§ POR HACER: Por favor, copia de nuevo todo lo que va desde la línea que contiene "locate green lounge" hasta la que contiene "left=400, top=768, right=869, bottom=1285", ambas incluidas, en los datos de abajo, y desplaza en 8 cada coordenada de las respuestas sumándole 8. Las solicitudes y sus líneas de formato de muestra se mantienen sin cambios.

[Registros de coordenadas anotados]
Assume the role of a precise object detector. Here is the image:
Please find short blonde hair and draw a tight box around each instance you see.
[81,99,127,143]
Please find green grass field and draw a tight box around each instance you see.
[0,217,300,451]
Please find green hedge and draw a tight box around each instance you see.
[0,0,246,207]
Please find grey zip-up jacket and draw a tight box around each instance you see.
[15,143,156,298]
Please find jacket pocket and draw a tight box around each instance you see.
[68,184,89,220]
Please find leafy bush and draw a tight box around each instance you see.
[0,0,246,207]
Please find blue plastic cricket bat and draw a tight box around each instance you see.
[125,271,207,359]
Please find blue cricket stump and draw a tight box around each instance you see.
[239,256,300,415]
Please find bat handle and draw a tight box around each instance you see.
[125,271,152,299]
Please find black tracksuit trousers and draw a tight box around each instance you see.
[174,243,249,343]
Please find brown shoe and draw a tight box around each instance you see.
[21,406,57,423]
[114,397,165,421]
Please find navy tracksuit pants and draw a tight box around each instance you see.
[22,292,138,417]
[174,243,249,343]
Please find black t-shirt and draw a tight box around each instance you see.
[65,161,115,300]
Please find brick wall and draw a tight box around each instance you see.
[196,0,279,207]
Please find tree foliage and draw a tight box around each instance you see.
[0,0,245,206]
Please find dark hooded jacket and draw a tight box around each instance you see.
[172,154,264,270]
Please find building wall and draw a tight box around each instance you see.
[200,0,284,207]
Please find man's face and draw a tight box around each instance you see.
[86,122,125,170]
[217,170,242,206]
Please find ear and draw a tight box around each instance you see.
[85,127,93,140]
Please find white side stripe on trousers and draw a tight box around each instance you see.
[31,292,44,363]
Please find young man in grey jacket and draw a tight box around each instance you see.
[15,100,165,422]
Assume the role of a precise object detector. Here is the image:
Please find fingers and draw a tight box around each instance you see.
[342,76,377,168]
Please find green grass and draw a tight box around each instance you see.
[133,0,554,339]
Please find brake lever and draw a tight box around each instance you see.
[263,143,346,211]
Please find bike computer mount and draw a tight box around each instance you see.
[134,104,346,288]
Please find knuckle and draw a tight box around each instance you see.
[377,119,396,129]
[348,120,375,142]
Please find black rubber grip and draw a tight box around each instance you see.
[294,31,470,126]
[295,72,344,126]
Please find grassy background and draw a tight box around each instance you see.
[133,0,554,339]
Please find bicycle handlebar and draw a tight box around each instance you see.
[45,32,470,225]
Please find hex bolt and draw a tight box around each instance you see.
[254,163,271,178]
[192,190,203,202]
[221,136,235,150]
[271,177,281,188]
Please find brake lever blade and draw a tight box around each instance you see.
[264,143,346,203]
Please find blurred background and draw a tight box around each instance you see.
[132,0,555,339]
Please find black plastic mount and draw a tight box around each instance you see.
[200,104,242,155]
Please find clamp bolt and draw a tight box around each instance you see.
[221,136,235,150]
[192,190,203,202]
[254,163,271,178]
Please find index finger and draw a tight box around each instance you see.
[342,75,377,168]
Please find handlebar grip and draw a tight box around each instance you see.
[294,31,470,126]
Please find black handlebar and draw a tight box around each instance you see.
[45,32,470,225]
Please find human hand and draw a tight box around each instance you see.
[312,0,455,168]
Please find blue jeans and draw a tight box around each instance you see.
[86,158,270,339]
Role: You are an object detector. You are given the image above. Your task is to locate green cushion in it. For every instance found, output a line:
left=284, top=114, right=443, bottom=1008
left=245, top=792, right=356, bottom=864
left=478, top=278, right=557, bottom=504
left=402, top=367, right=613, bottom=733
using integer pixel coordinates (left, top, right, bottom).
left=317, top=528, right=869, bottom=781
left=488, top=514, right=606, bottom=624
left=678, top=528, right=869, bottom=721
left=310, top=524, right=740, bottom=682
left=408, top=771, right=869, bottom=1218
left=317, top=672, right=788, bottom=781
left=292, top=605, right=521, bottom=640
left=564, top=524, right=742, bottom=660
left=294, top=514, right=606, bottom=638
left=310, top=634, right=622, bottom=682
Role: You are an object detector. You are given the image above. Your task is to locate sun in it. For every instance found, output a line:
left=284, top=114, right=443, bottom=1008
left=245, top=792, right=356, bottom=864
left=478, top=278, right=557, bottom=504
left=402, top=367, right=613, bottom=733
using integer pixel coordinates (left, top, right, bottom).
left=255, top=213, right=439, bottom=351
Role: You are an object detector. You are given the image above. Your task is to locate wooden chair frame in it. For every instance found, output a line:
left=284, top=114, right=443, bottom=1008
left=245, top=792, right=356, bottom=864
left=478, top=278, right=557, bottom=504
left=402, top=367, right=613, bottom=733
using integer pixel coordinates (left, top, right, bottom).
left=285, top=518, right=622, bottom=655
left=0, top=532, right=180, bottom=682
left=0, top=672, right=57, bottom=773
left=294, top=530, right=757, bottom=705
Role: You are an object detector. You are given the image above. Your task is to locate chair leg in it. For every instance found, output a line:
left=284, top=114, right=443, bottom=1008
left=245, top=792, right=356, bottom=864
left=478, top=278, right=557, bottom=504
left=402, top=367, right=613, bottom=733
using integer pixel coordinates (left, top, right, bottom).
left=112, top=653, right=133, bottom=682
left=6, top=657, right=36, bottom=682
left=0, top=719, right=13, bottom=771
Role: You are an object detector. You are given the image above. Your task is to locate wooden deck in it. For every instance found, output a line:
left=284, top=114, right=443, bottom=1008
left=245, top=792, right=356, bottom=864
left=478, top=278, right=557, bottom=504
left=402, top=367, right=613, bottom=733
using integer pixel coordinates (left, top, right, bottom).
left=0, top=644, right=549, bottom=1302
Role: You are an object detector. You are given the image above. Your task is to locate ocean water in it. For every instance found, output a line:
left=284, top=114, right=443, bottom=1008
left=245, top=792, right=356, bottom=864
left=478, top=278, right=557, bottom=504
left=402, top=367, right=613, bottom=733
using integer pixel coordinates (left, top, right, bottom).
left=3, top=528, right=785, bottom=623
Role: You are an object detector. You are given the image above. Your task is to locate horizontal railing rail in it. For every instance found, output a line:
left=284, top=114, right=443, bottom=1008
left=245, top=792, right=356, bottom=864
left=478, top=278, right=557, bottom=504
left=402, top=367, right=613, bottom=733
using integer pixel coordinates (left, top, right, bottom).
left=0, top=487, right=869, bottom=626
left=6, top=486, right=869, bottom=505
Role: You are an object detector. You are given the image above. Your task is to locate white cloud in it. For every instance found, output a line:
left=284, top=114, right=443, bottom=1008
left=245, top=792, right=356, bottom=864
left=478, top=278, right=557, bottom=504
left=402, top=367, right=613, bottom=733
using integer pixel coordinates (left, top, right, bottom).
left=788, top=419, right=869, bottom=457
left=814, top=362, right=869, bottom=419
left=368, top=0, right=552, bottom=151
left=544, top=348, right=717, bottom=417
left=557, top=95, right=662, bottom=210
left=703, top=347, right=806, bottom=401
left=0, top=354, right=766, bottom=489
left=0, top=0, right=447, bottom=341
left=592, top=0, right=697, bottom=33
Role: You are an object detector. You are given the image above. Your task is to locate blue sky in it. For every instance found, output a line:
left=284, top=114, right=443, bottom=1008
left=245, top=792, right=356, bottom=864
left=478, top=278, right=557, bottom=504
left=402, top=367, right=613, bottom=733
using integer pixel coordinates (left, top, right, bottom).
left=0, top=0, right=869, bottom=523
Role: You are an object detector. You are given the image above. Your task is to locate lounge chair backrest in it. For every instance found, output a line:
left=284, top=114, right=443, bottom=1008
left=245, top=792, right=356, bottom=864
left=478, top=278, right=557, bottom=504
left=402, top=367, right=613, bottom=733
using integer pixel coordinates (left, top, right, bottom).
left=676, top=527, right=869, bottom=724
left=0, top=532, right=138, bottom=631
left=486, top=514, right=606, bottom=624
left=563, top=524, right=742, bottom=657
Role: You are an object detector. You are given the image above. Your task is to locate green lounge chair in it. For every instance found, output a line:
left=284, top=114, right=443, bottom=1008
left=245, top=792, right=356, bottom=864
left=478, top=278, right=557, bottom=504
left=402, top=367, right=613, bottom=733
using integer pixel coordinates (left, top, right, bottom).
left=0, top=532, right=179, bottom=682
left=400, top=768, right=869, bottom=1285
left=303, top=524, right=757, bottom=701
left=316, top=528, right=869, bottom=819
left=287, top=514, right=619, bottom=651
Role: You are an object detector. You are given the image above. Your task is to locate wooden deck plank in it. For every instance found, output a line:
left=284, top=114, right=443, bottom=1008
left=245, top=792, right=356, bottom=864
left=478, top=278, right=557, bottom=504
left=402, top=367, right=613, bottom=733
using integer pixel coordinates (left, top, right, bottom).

§ RESPUESTA FINAL:
Role: You are an object detector. You are given the image above. Your task is to locate green lounge chair in it. For every instance found, output a line:
left=284, top=114, right=443, bottom=1008
left=245, top=792, right=356, bottom=864
left=478, top=278, right=557, bottom=504
left=402, top=367, right=613, bottom=733
using integer pixel coordinates (left, top, right, bottom).
left=8, top=540, right=187, bottom=690
left=408, top=776, right=877, bottom=1293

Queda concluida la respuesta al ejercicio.